(Raw data begins)

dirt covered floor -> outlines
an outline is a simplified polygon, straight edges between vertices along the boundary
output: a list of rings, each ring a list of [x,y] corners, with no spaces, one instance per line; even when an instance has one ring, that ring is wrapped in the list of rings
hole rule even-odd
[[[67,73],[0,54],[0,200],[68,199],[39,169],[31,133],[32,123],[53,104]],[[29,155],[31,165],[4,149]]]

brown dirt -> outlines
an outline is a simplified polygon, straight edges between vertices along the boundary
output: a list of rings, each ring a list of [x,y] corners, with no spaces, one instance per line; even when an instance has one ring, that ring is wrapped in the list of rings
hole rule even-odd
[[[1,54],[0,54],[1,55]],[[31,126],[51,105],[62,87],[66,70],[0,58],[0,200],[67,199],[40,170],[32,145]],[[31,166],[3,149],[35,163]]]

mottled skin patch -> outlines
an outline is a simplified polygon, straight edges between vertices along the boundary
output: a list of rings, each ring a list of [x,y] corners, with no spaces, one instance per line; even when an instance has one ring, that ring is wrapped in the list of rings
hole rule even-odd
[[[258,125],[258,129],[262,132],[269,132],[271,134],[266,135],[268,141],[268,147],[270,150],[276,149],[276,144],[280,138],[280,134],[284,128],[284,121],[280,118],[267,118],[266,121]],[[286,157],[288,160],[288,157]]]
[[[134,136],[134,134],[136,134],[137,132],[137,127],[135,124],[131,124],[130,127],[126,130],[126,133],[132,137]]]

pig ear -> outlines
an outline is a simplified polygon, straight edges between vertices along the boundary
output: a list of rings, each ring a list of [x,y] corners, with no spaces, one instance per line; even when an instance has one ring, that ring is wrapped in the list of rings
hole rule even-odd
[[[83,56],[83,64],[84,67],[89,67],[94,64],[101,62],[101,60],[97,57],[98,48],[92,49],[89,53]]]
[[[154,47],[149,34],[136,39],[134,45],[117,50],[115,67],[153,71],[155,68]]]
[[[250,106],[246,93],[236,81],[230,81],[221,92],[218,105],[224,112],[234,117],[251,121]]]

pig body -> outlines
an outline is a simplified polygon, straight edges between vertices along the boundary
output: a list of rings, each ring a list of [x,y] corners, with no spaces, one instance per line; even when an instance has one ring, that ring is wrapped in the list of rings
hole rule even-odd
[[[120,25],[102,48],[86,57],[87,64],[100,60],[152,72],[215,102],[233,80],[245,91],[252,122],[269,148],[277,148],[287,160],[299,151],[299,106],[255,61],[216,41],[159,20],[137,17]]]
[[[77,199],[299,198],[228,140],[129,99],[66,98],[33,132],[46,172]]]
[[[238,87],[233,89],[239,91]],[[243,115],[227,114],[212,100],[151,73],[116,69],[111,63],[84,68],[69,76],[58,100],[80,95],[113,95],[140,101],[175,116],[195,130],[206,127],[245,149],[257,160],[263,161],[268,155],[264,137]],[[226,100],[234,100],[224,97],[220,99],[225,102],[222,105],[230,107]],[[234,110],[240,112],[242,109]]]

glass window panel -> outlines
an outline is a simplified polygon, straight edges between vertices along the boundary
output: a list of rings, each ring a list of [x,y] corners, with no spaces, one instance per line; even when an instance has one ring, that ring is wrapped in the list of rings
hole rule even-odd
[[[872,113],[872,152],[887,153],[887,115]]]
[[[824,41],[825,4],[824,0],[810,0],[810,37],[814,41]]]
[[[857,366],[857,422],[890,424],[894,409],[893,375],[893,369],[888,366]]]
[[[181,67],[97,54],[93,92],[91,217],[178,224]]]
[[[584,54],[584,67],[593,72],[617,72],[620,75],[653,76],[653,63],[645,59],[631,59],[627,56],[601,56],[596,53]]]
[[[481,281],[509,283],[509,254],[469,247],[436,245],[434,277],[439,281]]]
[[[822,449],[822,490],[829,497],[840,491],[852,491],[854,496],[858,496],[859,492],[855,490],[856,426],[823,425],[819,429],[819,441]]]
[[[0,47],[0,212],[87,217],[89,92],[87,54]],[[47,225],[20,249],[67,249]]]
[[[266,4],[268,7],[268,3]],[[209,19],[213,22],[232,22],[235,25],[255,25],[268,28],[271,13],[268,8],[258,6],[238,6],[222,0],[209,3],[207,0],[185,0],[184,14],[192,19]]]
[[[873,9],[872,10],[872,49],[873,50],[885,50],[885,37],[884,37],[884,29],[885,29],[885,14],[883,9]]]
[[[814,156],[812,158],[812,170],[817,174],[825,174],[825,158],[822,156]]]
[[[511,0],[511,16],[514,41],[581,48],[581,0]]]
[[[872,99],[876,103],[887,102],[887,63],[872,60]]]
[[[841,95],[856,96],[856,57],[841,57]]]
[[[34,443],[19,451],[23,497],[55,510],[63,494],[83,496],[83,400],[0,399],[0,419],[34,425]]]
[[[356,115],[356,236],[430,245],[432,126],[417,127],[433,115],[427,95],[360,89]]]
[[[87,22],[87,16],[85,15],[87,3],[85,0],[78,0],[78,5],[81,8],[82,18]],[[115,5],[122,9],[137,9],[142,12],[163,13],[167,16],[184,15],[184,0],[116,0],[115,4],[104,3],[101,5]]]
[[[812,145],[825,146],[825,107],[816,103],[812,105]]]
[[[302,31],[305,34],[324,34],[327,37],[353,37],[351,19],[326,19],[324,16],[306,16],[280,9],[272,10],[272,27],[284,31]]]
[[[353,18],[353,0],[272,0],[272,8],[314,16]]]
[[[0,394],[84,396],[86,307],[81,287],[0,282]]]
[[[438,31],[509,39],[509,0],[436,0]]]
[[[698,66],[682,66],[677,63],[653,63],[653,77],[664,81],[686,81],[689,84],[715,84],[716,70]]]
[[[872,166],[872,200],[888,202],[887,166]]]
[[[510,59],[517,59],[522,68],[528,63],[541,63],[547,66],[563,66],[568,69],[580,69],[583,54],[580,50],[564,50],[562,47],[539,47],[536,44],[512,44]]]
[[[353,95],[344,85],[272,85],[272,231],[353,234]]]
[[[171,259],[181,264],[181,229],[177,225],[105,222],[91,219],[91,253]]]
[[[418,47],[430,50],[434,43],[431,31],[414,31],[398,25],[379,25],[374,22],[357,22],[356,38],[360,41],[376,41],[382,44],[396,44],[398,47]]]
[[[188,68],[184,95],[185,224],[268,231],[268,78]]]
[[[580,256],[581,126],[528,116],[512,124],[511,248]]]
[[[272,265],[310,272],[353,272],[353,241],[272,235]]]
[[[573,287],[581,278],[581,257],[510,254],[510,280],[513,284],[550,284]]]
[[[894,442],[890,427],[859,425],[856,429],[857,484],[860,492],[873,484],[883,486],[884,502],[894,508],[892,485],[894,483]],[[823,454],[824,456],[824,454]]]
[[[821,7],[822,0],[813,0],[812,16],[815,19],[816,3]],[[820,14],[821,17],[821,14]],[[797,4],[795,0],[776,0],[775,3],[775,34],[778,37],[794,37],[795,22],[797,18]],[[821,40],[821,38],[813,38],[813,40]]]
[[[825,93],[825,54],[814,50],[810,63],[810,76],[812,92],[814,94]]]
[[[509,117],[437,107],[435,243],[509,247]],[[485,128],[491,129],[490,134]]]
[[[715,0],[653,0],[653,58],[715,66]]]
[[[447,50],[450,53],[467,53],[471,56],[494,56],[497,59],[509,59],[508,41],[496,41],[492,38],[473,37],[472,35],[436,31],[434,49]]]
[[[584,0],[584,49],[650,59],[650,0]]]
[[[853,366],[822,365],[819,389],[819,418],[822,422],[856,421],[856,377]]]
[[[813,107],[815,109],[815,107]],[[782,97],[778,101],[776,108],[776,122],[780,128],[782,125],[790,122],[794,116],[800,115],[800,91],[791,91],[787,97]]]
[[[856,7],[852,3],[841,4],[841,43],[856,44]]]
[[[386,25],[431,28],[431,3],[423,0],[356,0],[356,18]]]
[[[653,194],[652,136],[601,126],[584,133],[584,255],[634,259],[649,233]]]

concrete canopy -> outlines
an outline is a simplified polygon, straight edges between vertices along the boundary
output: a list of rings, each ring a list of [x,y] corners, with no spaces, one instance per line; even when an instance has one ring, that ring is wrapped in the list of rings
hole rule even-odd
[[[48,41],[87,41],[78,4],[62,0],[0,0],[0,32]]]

(Raw data ends)

Take each line above that contains "outlines" and copy it out.

dirt covered floor -> outlines
brown dirt -> outlines
mottled skin patch -> outlines
pig ear -> outlines
pig body -> outlines
glass window panel -> outlines
concrete canopy -> outlines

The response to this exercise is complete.